→ Provided text:
* START *

It was about 1am this morning when the European model showed an all out blizzard for Connecticut. In that moment, I said to myself as an unapologetic snow lover: "This isn't locked in".
Today we here at SCW considered putting out a first call map but decided early on against it.
Another good call.
Since that early morning run, the "trend" for today has been virtually every piece of guidance sliding east, bringing less impacts to CT and far more uncertainty than we had hoped as forecasters with less than 72 hours before the storm arrives. Then, in the last few hours, some guidance has shifted west, indicating a bit of last minute model madness that reduces confidence in putting out snow predictions in the midst of a chaotic NWP period.
We are witnessing an unusually complex forecast, even though we have high confidence in the synoptic (large scale) pieces that will make this storm develop, explode, and track northeast. This is because the details, which usually don't come into focus until around this time, are extraordinarily sensitive to timing and amplitude changes impacting the overall outcome. Let's talk about it.
Below are the 18z EPS members. You will notice they are much more west and as a result, closer to the coast. Closer means higher impact, plain and simple.
This illustrates the above point perfectly. While synoptically (again large scale) we know a storm is coming and it will be big, the details on something like track diverges enough to introduce a lot of high end uncertainty on a potential high end event.
As we've been saying for days--even if this is a big storm, we have to beware of hype. By hype, we mean locking in monster solutions at a time frame that's too far away (i.e. now), and in a context where there is still high uncertainty on details (*cough* right now *cough*).

* END *

→ Available data:
* START *

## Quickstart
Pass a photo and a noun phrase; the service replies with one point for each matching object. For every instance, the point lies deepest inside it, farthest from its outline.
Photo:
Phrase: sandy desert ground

* END *

→ What the task asks:
In the storm forecast discussion, why is the forecast unusually complex even though there is high confidence in the large-scale pieces? Answer in one to three sentences.

→ Solution to this task:
The details, which usually come into focus only around this time, are extraordinarily sensitive to changes in timing and amplitude, and those changes affect the overall outcome.